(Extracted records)
__________

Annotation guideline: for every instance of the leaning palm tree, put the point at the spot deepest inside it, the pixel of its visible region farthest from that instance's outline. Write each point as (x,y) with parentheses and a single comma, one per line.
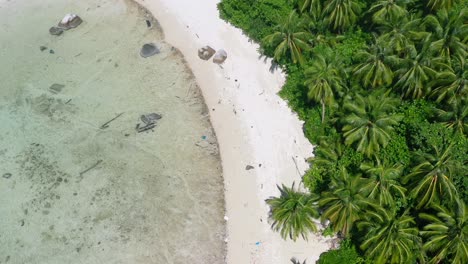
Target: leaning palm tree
(325,79)
(389,238)
(431,177)
(455,115)
(387,10)
(448,30)
(384,184)
(370,121)
(447,234)
(291,36)
(293,213)
(374,70)
(342,14)
(345,202)
(453,82)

__________

EXERCISE OBJECTIVE:
Write out the data again word for word, minus any images.

ANSWER BOX:
Annotation guideline: for every instance of the leaning palm tree, put the point at the spot deepest inside it, the pixel of its visible region farthest from that instance's outline. Write each point as (x,y) with parentheses and a single comma, one per line.
Target: leaning palm tree
(325,79)
(389,238)
(431,177)
(455,115)
(387,10)
(448,30)
(384,184)
(370,121)
(447,234)
(291,36)
(293,213)
(374,70)
(342,14)
(345,202)
(453,82)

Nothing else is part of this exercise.